Problem to work on> Return, word for word, everything from the start of the records below down to the line containing "[(368, 82)]", with both ends included.

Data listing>
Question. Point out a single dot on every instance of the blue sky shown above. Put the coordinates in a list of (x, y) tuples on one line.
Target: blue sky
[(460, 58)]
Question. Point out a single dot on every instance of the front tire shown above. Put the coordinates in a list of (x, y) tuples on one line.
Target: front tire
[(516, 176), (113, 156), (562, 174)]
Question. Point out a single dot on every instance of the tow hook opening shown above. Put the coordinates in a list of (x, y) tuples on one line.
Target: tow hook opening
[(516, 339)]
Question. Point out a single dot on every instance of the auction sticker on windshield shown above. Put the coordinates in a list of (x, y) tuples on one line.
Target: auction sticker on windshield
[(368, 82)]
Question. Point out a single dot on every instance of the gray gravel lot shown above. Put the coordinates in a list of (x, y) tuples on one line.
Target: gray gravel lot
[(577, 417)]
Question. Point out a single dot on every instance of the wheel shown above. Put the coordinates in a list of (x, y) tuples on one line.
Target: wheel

Answer for the task>
Question. Point out a single dot on every instance of the blue sky shown above. Put the coordinates in a list of (x, y) tuples on one line.
Target: blue sky
[(460, 58)]
Question. Point out a single dot on every instance of the front tire shown above. Put the coordinates in a list of (x, y) tuples on one line.
Target: front tire
[(516, 176), (113, 156), (562, 174)]
Question. Point out a single dot on every instance of the tow hook opening shown above. Put the coordinates in a list of (x, y) tuples on one line.
Target: tow hook opening
[(516, 339)]
Question. Point out a single dot on every instance of the auction sticker on windshield shown above. Put the coordinates in a list of (x, y) tuples on one line.
Target: auction sticker on windshield
[(368, 82)]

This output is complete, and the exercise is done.